[Contour labeling items]
§ §

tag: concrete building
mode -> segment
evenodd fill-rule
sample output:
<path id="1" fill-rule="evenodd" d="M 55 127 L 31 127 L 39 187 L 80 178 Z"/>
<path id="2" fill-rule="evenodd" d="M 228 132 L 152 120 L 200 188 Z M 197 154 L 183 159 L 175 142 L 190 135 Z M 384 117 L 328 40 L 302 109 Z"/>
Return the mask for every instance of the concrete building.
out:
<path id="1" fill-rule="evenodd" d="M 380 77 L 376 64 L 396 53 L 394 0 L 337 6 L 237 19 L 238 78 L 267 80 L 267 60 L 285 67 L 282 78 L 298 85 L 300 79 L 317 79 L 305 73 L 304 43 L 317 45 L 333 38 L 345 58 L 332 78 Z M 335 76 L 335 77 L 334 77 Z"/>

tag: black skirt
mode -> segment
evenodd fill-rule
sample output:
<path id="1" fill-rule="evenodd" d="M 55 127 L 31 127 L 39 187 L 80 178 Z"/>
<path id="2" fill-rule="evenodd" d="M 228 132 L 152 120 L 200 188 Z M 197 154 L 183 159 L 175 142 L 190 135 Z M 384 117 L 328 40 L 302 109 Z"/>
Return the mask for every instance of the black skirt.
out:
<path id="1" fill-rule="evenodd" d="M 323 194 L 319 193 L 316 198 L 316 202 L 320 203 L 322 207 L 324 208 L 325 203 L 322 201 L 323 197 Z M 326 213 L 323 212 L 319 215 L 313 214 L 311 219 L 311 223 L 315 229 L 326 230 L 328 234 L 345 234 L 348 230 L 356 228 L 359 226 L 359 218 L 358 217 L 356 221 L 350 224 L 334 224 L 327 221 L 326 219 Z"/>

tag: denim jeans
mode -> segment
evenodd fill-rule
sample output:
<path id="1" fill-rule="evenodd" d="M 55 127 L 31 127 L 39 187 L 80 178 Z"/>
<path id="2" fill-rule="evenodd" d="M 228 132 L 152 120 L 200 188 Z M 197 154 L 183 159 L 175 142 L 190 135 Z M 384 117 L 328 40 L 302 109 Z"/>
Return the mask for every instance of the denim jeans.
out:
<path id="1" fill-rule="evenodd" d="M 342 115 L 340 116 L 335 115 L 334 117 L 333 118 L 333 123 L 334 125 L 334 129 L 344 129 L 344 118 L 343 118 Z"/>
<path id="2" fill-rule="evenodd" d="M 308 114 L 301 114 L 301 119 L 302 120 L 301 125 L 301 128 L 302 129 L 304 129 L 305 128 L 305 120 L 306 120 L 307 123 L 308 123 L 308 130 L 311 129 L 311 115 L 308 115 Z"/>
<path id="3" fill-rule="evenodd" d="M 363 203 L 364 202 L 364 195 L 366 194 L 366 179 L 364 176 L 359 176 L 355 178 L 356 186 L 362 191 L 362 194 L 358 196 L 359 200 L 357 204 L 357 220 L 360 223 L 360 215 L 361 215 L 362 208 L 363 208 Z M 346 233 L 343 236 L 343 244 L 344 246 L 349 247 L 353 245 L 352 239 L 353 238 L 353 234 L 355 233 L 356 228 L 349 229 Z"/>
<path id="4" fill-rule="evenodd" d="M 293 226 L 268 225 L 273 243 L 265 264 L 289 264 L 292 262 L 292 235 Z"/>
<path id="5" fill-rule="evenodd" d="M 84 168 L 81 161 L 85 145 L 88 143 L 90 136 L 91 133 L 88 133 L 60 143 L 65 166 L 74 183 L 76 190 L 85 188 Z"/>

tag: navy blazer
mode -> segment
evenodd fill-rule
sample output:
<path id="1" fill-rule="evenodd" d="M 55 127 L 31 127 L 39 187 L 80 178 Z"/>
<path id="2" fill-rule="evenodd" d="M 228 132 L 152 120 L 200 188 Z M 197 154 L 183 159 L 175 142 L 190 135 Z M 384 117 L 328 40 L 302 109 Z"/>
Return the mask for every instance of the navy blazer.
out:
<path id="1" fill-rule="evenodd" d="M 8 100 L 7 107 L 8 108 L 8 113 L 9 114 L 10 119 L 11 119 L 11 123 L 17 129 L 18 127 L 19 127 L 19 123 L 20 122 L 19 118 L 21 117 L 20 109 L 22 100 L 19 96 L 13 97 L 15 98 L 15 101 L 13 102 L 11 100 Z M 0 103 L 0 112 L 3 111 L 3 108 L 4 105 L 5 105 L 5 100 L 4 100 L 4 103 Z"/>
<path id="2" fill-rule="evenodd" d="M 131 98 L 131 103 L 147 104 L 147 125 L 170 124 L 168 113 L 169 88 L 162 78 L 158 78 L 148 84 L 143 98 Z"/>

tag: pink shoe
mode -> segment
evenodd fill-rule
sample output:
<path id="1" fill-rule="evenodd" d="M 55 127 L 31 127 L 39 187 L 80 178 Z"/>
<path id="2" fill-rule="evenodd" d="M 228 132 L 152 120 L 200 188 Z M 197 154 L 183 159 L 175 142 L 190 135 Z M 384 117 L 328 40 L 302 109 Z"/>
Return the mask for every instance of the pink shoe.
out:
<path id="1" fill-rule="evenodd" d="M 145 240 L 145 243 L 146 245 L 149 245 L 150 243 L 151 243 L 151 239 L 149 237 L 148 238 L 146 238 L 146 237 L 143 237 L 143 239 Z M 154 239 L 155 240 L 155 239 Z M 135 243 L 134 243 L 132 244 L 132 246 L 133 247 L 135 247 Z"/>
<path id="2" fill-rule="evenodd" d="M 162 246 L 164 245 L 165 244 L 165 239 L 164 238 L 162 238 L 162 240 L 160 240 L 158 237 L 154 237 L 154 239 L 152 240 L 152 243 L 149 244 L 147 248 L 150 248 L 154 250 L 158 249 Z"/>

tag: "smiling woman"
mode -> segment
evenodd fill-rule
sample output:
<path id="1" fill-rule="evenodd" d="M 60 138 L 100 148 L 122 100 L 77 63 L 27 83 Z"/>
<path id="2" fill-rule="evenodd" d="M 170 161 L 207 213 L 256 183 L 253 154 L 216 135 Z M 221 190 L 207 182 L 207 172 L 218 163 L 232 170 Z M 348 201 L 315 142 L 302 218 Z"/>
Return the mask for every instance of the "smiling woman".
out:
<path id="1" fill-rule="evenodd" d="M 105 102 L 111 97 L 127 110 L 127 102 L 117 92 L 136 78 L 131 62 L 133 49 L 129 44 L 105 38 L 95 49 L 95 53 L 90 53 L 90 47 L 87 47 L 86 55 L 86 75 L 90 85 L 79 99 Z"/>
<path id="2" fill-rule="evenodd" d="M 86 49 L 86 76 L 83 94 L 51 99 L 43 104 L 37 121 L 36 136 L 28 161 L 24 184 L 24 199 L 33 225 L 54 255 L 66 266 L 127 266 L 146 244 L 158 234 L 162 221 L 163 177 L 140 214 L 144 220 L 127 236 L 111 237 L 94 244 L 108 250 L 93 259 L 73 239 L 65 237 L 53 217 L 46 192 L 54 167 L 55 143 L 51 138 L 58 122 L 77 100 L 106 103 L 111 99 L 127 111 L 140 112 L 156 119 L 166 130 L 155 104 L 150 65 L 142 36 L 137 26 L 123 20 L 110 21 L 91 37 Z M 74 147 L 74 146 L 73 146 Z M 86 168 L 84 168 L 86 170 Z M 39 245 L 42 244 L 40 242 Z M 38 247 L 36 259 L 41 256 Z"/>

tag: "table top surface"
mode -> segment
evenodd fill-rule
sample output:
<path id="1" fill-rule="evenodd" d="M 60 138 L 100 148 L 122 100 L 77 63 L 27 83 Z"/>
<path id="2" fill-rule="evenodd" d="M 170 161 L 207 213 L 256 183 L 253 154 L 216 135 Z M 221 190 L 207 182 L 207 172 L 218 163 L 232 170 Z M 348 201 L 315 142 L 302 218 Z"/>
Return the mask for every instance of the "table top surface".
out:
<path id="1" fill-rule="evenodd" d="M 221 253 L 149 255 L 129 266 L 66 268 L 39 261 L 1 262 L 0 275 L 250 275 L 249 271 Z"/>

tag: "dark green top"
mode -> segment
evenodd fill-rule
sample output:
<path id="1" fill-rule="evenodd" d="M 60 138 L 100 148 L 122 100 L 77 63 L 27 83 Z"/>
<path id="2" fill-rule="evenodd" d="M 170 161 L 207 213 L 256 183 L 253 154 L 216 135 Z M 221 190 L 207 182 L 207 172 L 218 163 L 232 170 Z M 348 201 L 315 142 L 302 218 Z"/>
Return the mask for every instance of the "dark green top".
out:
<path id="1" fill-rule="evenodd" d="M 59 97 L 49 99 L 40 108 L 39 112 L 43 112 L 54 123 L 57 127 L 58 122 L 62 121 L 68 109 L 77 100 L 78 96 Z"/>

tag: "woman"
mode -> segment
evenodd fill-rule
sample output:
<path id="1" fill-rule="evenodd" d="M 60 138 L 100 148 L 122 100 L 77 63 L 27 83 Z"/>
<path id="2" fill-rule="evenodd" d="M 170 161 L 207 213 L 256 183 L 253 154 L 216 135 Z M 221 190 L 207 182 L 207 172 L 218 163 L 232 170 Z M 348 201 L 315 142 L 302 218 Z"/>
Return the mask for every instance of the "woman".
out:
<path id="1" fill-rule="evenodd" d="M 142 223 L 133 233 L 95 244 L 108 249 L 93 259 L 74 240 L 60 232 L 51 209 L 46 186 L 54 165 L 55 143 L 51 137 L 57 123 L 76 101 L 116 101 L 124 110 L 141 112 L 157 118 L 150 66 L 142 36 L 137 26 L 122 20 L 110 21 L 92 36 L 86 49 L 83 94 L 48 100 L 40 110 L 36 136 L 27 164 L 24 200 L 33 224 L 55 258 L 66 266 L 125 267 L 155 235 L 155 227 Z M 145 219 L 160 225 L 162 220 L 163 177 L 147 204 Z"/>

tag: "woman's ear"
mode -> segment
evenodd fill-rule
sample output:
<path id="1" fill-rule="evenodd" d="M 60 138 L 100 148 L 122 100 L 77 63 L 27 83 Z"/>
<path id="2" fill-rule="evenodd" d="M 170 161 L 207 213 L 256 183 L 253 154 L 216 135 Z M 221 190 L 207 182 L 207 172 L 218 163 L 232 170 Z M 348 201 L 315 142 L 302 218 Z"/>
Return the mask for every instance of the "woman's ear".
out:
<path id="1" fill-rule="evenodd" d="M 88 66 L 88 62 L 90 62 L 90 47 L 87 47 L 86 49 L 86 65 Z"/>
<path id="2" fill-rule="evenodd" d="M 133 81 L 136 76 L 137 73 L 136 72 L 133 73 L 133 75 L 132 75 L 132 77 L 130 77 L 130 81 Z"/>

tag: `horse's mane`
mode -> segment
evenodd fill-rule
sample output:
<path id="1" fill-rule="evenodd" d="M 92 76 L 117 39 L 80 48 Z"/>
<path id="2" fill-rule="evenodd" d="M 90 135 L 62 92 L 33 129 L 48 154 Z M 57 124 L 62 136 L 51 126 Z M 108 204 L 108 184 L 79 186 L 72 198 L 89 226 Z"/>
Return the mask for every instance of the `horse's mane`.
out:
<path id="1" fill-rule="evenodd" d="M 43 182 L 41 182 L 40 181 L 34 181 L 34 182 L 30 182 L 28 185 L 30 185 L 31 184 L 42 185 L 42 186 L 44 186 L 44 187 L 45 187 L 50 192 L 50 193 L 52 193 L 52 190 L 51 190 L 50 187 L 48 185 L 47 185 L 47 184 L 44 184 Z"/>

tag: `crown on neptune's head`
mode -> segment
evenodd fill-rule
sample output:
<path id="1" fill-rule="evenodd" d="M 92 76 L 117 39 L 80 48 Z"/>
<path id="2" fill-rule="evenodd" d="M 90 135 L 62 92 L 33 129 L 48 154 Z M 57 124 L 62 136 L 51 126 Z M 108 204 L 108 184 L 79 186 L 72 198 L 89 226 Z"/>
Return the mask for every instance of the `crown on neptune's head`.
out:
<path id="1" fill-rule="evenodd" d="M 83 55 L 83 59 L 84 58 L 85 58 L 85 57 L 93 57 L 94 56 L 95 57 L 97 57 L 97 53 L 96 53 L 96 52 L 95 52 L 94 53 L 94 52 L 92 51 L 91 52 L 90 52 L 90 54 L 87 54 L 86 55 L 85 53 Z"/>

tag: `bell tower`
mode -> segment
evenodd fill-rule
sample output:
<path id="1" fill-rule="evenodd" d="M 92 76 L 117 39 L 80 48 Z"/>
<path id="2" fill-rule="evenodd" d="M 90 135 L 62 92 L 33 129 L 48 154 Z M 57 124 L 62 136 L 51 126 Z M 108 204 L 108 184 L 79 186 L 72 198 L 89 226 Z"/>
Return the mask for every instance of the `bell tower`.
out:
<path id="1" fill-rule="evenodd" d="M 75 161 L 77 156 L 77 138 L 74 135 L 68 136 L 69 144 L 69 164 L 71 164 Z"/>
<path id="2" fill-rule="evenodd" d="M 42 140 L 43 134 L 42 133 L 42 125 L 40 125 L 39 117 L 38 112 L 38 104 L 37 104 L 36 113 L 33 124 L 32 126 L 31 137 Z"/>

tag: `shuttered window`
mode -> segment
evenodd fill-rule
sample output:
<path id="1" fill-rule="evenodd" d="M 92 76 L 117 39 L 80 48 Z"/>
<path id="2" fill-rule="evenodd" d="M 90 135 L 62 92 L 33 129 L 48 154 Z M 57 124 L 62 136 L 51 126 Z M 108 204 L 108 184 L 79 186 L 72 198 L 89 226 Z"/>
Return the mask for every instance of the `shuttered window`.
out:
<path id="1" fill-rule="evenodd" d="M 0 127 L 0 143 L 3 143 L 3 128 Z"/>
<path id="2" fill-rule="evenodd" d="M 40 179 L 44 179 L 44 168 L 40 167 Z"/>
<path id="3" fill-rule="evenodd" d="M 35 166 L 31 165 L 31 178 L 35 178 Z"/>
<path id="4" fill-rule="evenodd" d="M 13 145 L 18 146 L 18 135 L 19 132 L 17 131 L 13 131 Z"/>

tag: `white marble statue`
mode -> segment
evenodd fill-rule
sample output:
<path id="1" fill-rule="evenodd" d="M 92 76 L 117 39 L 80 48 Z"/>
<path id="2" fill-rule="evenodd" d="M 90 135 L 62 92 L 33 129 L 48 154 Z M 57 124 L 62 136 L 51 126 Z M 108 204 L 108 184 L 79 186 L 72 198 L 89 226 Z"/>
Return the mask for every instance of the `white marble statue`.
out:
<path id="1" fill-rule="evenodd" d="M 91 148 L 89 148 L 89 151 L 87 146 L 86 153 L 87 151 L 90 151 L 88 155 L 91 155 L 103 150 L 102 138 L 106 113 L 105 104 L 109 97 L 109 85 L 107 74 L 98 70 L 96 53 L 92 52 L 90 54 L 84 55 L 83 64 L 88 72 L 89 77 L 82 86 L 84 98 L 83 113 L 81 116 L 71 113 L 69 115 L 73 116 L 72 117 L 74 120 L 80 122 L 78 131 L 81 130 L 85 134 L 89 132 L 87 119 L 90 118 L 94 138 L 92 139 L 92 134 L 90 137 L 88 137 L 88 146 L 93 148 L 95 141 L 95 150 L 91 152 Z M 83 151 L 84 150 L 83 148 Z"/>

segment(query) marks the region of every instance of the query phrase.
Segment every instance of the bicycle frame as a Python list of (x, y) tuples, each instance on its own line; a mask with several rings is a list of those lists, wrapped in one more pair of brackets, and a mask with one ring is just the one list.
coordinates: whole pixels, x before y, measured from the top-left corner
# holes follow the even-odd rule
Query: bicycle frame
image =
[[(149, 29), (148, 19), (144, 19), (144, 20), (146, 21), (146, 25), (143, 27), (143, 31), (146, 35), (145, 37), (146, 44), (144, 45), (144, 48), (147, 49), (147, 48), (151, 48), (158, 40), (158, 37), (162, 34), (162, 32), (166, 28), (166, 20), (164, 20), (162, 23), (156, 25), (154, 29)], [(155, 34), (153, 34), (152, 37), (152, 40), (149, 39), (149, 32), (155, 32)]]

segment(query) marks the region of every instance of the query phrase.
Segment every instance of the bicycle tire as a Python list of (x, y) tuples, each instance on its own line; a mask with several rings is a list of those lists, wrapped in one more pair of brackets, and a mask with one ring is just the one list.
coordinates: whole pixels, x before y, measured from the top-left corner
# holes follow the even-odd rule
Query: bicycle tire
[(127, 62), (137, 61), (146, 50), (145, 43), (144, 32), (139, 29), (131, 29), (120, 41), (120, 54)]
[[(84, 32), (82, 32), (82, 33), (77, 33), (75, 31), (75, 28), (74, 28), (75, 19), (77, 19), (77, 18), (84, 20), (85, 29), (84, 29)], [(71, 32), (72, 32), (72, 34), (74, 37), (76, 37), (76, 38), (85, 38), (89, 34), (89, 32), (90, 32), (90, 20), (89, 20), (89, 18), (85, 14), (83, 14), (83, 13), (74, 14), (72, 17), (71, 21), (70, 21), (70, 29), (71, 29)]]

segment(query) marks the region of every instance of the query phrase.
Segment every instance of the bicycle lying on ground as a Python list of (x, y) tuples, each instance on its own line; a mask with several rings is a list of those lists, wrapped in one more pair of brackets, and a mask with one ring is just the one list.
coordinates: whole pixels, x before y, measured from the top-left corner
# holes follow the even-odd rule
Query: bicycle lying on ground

§ §

→ **AIM**: Write out everything from the start of the records down to the line containing "380 77 L 376", including the requests, and multiply each coordinate in the answer outlines by 1.15, rounding to whole numbers with halves rounded up. Leave the requests and their sample outputs unchanged.

→ **OUTPUT FOR THIS TASK**:
tag: concrete building
mode -> segment
evenodd fill-rule
sample output:
<path id="1" fill-rule="evenodd" d="M 55 127 L 31 127 L 39 187 L 80 178 Z"/>
<path id="2" fill-rule="evenodd" d="M 228 132 L 152 120 L 200 188 Z M 197 154 L 183 159 L 175 142 L 190 135 Z M 384 117 L 328 40 L 302 109 Z"/>
Return the mask for every instance of the concrete building.
out:
<path id="1" fill-rule="evenodd" d="M 437 89 L 432 74 L 455 61 L 453 0 L 388 7 L 273 22 L 274 90 L 307 92 L 307 69 L 328 77 L 324 90 L 343 98 L 345 91 L 365 91 L 351 84 L 350 49 L 365 52 L 383 44 L 397 67 L 382 90 Z M 385 87 L 385 89 L 384 89 Z"/>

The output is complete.